Directions =>
a: Do these statements agree with the writer's note on building a 25 lives AU? (i) The writer started working on the idea around March. (ii) Most of the 25 lives AUs the writer found on ao3 formed one grand narrative. (iii) The writer can still find the reddit/wiki link about the bridge.
b: Resume the writer's note on building a 25 lives AU, picking up right after its final sentence.

Page excerpt =>
··········

As cliche as it is, I was honestly genuinely plagued by the whole, If I loved you less, I might be able to talk about it more quote.
And then the idea came to me earlier this year and I started sitting down on this around March. At first, it was just an excuse to mash together as many SC-centric scenarios as I can but me being me, a fictionist obsessed with order and process, I somehow found myself building a SC cinematic universe.
REWRITING THE AU
I looked up other 25 lives AUs on ao3 and was dismayed that most of the works I found and read were literally vignettes one after the other, life 1, life 2, life 3 etc. I thought that if I were to write my own take on this classic -- that I remember reading when I was still hot and active on tumblr and LJ around 2011-2012 -- it better make sense as a grand narrative.
And then it turns out I was roped in to watch Hotel Del Luna around this time, as well. And then there was this scene in this drama where the departed were driven to this bridge they have to cross, signifying they're done with the limbo part of life and then can proceed with what lies ahead. I looked up the bridge, and although I can't find the reddit/wiki link now, I was sure that I found it online and saw that it really existed.

··········

Dataset content =>
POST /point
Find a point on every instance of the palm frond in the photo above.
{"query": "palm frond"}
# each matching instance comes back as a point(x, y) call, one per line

··········

Responses for each task =>
a:
(i) Yes: "I started sitting down on this around March."
(ii) No: "most of the works I found and read were literally vignettes one after the other, life 1, life 2, life 3 etc."
(iii) No: "although I can't find the reddit/wiki link now"

b:
Hence, the connecting arc across the lives: the bridges. I thought that this was the best innovation of this fic, lol. All the coordinates of the bridges used in the story are real, sort of functioning as a means to pin the story to a specific place, and also to a specific time. As in one chapter, in the SC/Verkwan triangulation, the collapse of the bridge truly happened in real life. And the Seongsan Bridge leading to the SC/MG chapter, the one loosely based off a scene from John Wick 2, it's a callback to my other fic, to let you, which is more of a Jihoon/Chan story.
The most incredible part in the research for the bridges here is how it all kinda just fell into place. I had the order down in my head, but knew this was gonna change in the middle of the writing, but it didn't. It just sort of made sense that after the SC/DK chapter it would go to China next for the SC/JN, because the bridge I wrote there was the one of the oldest bridges built there, and then also timeline wise, it coincides nicely with the end of the Joseon period in the DK chapter. And I also always tried to find a bridge that is located near wherever the story is happening. I thought this would be a cool way to give better coherence to its multistoriedness, since each chapter is a new pairing, kinda like to keep the thread going.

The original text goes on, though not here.